ETHNIC and religious minorities in Britain are suffering “strikingly high” levels of abuse, according to a major survey into race equality to be released this week.

Research by the universities of St Andrews, Manchester and King’s College London found more than one in three people from minority backgrounds have experienced racially motivated physical or verbal abuse.

Collated into a book, Racism and Ethnic Inequality in a Time of Crisis, which will formally launch tomorrow, the two-year research project discovered widespread inequality and racial discrimination at work, education, housing and dealings with police.

The study was headed by Nissa Finney, professor of human geography at St Andrews, who said it proved racism was “part of daily lives."

She said: “The UK is immeasurably far from being a racially just society.

“The kinds of inequality we see in our study would not be there if we had a really just society.”

More than 14,000 people from 21 ethnic groups, including white British, were questioned for the Economic and Social Research Council-funded survey between February and October 2021.

Among the findings, the survey found more than a quarter of people from minority ethnic groups had experienced racial insults with almost one in three experiencing racism in a public place.

One in six reported suffering racism from neighbours while 17 per cent had suffered damaged property in racist attacks.

Among minority ethnic and religious groups, one in six said they had been victims of racist physical assault prior to the coronavirus pandemic – a figure which increases to one in five Jewish people and more than one in three from Gypsy, Traveller and Roma respondents.

Other findings saw 29 per cent of respondents from ethnic and religious minorities say they had experienced racial discrimination in both education and employment, almost a fifth reporting the same in the search for housing.

Discrimination in dealings with the police was reported by more than one in five of all respondents.

But that soared to 43 per cent among black Caribbean groups and more than one in three of those from Gypsy, Traveller and Roma groups.

Overcrowding housing and lack of outdoor space at home were also common responses in the survey.

It found 60 per cent of Roma families lived in overcrowded conditions with a quarter of Pakistani and Arab people reporting the same.

**Check your understanding:**
(1) In the article on the race equality survey, how many people were questioned, and from how many ethnic groups?
(2) Quote the stretch of the article on the race equality survey from "But that soared" through "reporting the same.".

**Provided material:**
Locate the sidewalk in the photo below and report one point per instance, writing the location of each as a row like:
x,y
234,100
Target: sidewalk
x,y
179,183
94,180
...
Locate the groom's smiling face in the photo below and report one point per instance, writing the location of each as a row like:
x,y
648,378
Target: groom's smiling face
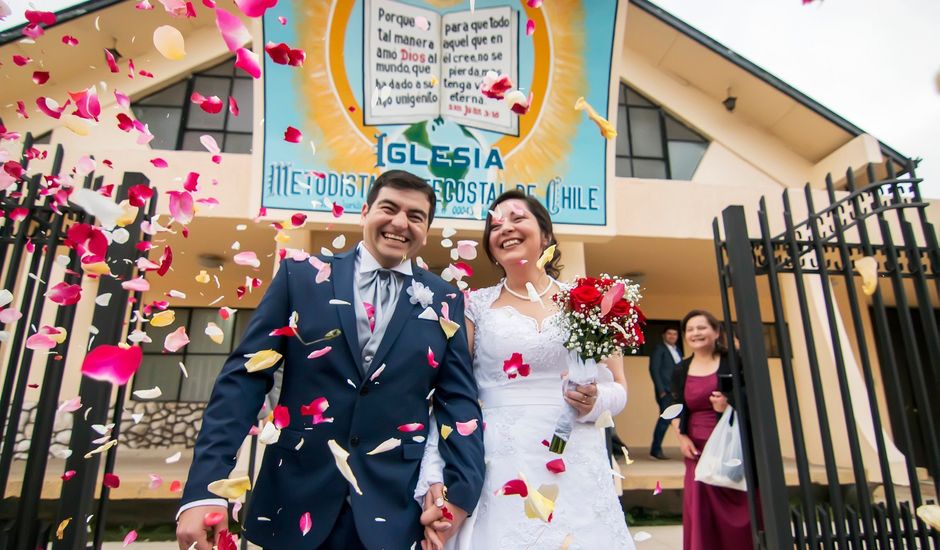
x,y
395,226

**Outputs in order:**
(1) More than 14,000 people from 21 ethnic groups

(2)
But that soared to 43 per cent among black Caribbean groups and more than one in three of those from Gypsy, Traveller and Roma groups.

Overcrowding housing and lack of outdoor space at home were also common responses in the survey.

It found 60 per cent of Roma families lived in overcrowded conditions with a quarter of Pakistani and Arab people reporting the same.